DIRECTIONS FOR THIS TASK » Copy every line of the entries below that contains the word "sign". Case counts.

Dataset items »
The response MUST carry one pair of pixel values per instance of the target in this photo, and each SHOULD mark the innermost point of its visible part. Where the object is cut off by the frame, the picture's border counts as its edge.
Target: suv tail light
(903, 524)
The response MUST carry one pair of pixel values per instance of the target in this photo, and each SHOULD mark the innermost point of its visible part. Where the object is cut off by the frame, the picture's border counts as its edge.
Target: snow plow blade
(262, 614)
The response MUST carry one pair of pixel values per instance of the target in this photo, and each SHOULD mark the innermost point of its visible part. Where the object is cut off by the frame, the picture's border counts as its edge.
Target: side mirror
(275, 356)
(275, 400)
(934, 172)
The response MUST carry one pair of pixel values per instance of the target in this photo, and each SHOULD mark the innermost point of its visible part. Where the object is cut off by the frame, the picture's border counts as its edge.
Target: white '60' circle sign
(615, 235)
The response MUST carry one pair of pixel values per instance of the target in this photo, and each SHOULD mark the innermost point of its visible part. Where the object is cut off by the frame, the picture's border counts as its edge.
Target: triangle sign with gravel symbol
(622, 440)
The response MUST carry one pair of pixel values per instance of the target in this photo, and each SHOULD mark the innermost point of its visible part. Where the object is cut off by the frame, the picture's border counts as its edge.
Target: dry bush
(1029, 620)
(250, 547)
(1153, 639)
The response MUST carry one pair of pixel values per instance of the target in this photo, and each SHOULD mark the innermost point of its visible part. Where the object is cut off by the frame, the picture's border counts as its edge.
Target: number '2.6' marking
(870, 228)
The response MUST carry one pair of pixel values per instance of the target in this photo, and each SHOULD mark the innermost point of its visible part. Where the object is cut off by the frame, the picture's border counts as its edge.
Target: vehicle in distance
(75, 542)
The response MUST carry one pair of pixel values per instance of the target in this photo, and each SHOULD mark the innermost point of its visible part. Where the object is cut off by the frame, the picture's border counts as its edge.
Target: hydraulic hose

THE COMPLETED TASK »
Target: white '60' circle sign
Target: triangle sign with gravel symbol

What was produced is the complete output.